Stored records:

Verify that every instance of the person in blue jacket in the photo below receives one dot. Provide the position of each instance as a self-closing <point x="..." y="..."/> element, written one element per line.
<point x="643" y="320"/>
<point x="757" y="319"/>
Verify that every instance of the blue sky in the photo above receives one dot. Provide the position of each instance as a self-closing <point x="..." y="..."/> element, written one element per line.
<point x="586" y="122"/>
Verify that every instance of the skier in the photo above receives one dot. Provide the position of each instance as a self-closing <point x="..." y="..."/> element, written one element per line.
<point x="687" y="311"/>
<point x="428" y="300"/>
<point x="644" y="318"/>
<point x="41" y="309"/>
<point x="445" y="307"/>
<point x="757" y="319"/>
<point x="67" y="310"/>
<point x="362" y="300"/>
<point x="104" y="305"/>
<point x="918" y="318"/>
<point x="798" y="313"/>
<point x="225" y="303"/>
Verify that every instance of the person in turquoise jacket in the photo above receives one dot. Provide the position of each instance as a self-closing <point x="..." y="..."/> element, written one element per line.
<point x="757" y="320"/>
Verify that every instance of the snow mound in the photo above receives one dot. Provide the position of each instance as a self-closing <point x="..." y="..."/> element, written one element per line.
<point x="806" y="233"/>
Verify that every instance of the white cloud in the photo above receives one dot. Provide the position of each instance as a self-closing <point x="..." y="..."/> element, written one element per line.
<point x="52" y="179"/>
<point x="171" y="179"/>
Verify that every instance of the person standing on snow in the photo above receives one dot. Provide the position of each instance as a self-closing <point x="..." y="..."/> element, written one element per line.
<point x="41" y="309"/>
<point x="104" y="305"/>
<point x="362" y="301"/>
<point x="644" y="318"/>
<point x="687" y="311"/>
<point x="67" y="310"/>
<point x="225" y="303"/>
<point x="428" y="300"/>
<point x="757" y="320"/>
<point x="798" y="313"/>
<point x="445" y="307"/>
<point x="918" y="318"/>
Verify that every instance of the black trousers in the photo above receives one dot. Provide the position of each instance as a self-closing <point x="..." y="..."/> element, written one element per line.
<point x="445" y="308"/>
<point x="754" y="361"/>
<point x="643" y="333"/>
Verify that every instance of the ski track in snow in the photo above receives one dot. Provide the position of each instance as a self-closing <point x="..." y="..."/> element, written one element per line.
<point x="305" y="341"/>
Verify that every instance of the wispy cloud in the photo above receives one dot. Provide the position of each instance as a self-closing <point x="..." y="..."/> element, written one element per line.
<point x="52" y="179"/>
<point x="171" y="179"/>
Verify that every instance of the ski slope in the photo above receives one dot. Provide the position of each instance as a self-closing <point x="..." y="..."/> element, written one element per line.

What is expected
Every record, copied exactly, is the expected answer.

Result for this exercise
Verify that every instance of the person in blue jacket in the photo below receives one dot. Provide the position of each instance as a self-closing <point x="..." y="..."/> element, written one element per line.
<point x="643" y="320"/>
<point x="757" y="319"/>
Verify that every instance of the blue sky in the photo above receives one dot. Provide the position of each instance as a self-closing <point x="..." y="..."/> element, written one element per line.
<point x="586" y="122"/>
Verify that every instance of the skier in the photo above receives one dot. Provide the position of each instance as a self-closing <point x="..." y="..."/> element, written one element per line.
<point x="687" y="311"/>
<point x="428" y="300"/>
<point x="644" y="318"/>
<point x="41" y="309"/>
<point x="445" y="307"/>
<point x="757" y="319"/>
<point x="67" y="310"/>
<point x="362" y="300"/>
<point x="104" y="305"/>
<point x="918" y="318"/>
<point x="798" y="313"/>
<point x="225" y="303"/>
Verify that every instance of the person in turquoise jacket in the photo above receives one dot. Provide the position of each instance as a self-closing <point x="..." y="..."/> element, written one element per line.
<point x="757" y="320"/>
Verify that every instance of the snow mound in the photo above receives one dot. Provide the position of each instance as a self-closing <point x="..." y="..."/> element, written one element per line.
<point x="806" y="233"/>
Verify that every instance of the white cloud in the photo above receives one dot. Provide the position of each instance as a self-closing <point x="..." y="..."/> element, written one element per line.
<point x="52" y="179"/>
<point x="171" y="179"/>
Verify that every instance of the person standing on snow in the photo above receives one dot. Provide the position of each instance as a self-closing <point x="..." y="..."/> element, written one element per line.
<point x="41" y="309"/>
<point x="104" y="305"/>
<point x="362" y="301"/>
<point x="644" y="318"/>
<point x="687" y="311"/>
<point x="67" y="310"/>
<point x="225" y="303"/>
<point x="428" y="300"/>
<point x="757" y="320"/>
<point x="798" y="313"/>
<point x="445" y="307"/>
<point x="918" y="318"/>
Verify that every instance of the black trousers in the photo above receives one dot. Provide the position of each instance as a self-closing <point x="..." y="..."/> element, written one element per line.
<point x="445" y="308"/>
<point x="754" y="361"/>
<point x="643" y="333"/>
Verify that every instance of the ski track in snow in the photo above receives one dot. Provide the position of each instance as a self-closing <point x="..." y="..."/> element, written one element per line.
<point x="305" y="341"/>
Verify that every instance of the wispy cloud in the photo above receives one dot. Provide the position of each instance as a self-closing <point x="..." y="..."/> element, written one element per line.
<point x="52" y="179"/>
<point x="171" y="179"/>
Verify that every instance of the ski slope in the photo above receives one dot. Provide the position of each instance as a self-closing <point x="..." y="..."/> element, written one element per line.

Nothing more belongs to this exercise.